▶ _What is expected_: Write out word for word each line of the records, beginning at the first and stopping after the line with "compact form (109,391).". Leave the pictures out.

▶ _Extracted information_:
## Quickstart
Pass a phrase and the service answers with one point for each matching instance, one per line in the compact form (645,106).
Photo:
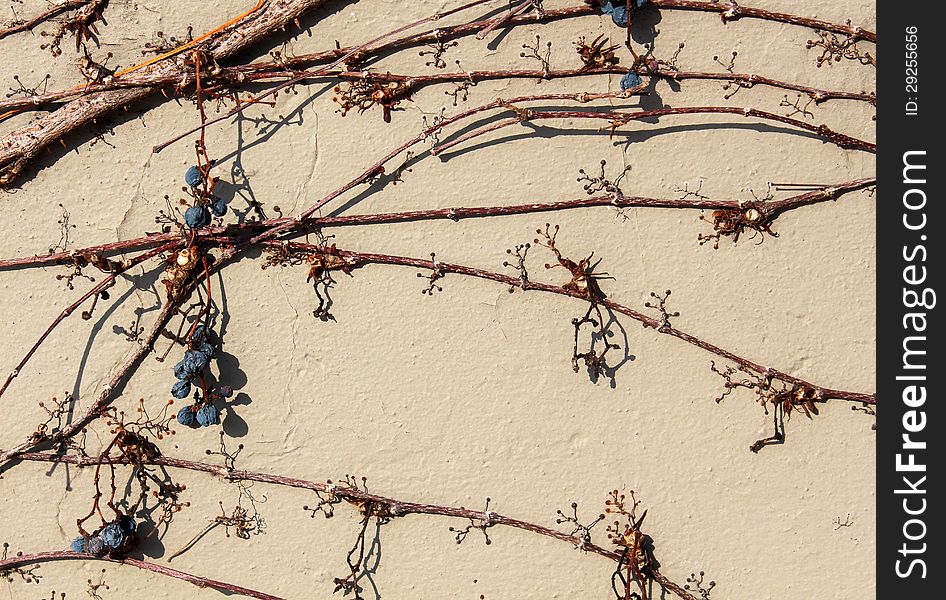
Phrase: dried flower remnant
(580,531)
(733,222)
(599,53)
(782,397)
(364,93)
(695,585)
(81,25)
(834,49)
(637,558)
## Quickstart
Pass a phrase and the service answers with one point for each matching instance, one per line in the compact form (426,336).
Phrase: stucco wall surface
(469,392)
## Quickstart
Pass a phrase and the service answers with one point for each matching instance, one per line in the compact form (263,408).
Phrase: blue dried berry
(200,334)
(127,524)
(193,177)
(631,80)
(197,216)
(112,535)
(208,415)
(96,546)
(185,416)
(219,207)
(181,372)
(195,361)
(619,16)
(181,389)
(205,349)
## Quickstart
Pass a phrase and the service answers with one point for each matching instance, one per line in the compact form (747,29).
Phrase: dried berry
(219,207)
(185,416)
(208,415)
(112,535)
(193,177)
(181,371)
(195,361)
(181,389)
(630,80)
(197,216)
(200,334)
(619,16)
(96,546)
(127,524)
(205,349)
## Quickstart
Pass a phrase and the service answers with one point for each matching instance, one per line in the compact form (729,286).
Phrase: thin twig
(230,233)
(201,582)
(393,507)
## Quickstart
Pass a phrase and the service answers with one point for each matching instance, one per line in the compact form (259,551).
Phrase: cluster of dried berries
(191,368)
(199,215)
(117,538)
(619,13)
(631,80)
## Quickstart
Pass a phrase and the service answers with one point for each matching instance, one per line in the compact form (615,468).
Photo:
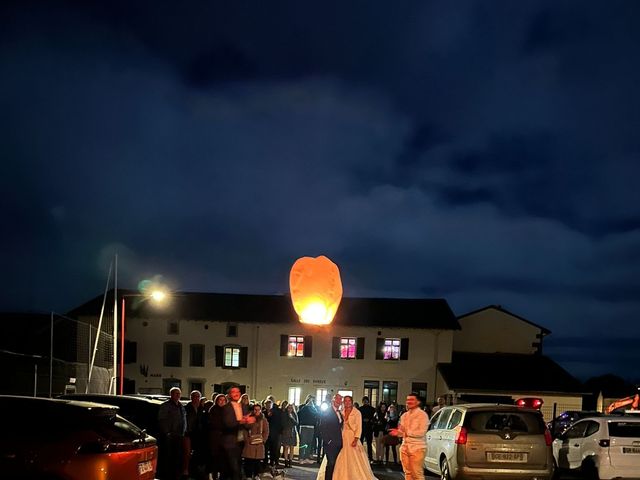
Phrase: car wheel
(589,470)
(444,470)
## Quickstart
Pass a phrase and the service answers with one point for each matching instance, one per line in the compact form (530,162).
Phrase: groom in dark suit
(331,431)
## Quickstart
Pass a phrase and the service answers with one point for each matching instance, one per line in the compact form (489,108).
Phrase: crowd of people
(231,437)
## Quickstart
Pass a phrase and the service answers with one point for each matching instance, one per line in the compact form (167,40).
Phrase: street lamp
(158,295)
(316,289)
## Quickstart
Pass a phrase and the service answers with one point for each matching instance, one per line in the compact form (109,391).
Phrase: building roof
(507,372)
(543,330)
(243,308)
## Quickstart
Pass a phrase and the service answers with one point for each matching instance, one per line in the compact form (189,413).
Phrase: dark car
(68,440)
(559,425)
(143,412)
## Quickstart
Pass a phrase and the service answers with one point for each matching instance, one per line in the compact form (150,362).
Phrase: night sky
(483,152)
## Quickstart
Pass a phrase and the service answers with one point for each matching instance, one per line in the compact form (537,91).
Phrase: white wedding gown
(352,462)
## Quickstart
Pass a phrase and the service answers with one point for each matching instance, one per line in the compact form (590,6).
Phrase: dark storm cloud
(485,152)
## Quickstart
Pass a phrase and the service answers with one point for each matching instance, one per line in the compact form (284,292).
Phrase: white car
(601,447)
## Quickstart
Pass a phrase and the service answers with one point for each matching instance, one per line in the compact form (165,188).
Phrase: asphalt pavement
(310,470)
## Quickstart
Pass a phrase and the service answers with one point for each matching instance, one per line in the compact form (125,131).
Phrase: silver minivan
(489,441)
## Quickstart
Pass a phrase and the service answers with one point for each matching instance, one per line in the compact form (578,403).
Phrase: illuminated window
(294,395)
(348,347)
(296,346)
(391,349)
(231,356)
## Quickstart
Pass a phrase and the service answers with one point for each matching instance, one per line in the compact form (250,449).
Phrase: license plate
(515,457)
(145,467)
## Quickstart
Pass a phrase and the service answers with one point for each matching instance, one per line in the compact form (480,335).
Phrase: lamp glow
(158,295)
(316,289)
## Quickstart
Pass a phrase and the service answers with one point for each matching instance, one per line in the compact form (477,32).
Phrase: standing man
(274,416)
(307,418)
(172,423)
(331,431)
(194,454)
(367,412)
(234,417)
(412,428)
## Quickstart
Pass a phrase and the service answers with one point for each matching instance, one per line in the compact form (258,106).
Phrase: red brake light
(461,438)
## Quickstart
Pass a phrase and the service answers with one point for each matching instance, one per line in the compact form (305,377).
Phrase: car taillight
(461,438)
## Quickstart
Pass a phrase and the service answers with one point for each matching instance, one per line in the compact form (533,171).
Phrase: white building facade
(381,348)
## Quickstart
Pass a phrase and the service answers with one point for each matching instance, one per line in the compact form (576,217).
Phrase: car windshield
(492,421)
(624,429)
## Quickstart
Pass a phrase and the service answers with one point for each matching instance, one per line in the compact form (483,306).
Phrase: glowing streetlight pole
(157,296)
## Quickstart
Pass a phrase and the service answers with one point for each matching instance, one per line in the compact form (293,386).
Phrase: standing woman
(217,456)
(289,437)
(379,428)
(256,436)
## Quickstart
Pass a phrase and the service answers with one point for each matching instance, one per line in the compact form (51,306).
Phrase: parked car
(558,425)
(600,447)
(63,439)
(489,441)
(143,412)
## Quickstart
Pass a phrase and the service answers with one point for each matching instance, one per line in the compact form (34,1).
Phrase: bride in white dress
(352,462)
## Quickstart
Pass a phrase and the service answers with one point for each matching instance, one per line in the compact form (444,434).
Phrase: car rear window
(492,421)
(624,429)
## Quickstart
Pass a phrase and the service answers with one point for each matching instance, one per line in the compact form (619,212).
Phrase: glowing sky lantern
(316,289)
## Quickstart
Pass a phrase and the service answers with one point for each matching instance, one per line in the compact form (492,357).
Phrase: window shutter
(219,355)
(404,349)
(308,345)
(335,347)
(244,353)
(379,348)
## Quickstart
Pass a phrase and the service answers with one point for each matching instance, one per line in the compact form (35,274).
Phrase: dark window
(444,418)
(172,354)
(231,356)
(232,330)
(624,429)
(491,421)
(454,421)
(173,328)
(196,357)
(434,420)
(592,428)
(421,389)
(169,383)
(371,390)
(196,385)
(130,351)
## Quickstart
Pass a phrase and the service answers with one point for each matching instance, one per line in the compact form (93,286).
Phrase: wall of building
(492,331)
(268,372)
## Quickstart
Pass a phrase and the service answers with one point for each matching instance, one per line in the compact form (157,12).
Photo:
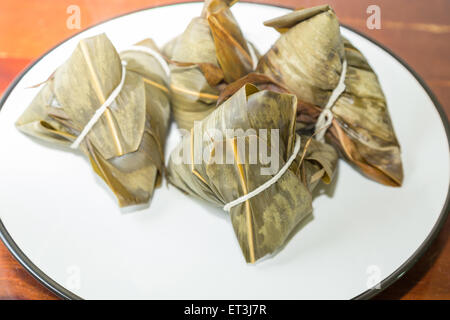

▶ _Answer section_:
## Quickstart
Pass a phrase and the service answers with one point for each matching instance, one per line in the compact form (645,106).
Photo:
Phrase: dried flower remnant
(580,531)
(733,222)
(599,53)
(782,397)
(364,93)
(695,585)
(81,25)
(834,49)
(637,558)
## Quickstart
Pass a phrase and the service answers with one point for each matching instance, one per line in the compact form (426,336).
Phrase: stucco wall surface
(469,392)
## Quickstart
Pass a phrase and the service answers with one point for each matching instance, one per line in the compact form (263,408).
Phrase: blue dried berry
(200,334)
(127,524)
(193,177)
(631,80)
(197,216)
(112,535)
(208,415)
(96,546)
(185,416)
(219,207)
(181,372)
(195,361)
(619,16)
(181,389)
(205,349)
## Quickstart
Pass a phrase and the service answers with one point for each matching instance, one per line in the compact form (747,29).
Phrase: dried berry
(219,207)
(185,416)
(208,415)
(112,535)
(193,177)
(181,371)
(195,361)
(181,389)
(630,80)
(197,216)
(200,334)
(619,16)
(96,546)
(127,524)
(205,349)
## Quickstart
Pass a phrase and the service answers with one point for each matching instance, one per line in the compact form (729,286).
Phrase: thin twig
(230,233)
(201,582)
(393,507)
## Quickstart
Pass a phrase and the service answers with one point for each matching instance, one per line in the compact form (259,551).
Phrase: cluster of dried berries
(191,368)
(199,215)
(117,538)
(619,13)
(631,80)
## Quickstart
Pass a phrase and the service answers with one point for each matching instance, one per line in the compact form (615,468).
Photo:
Phrase: car wheel
(589,470)
(444,470)
## Quickstart
Pass a phrase and the service answers with one point for each matching instance, one per line in the compact form (530,162).
Phrase: groom in dark suit
(331,431)
## Quickstart
Pass a phrase and the service answers with one point for each matching instance, one per line in the compact form (489,108).
Phrase: crowd of people
(231,437)
## Quickstart
Pass a phrase and the service answers with one point for each matching instance, one per line in the compact form (167,40).
Phrase: street lamp
(158,295)
(316,289)
## Quickstart
Pass a phrase and the service answers with one point for each matching instance, one per line in the compact form (109,391).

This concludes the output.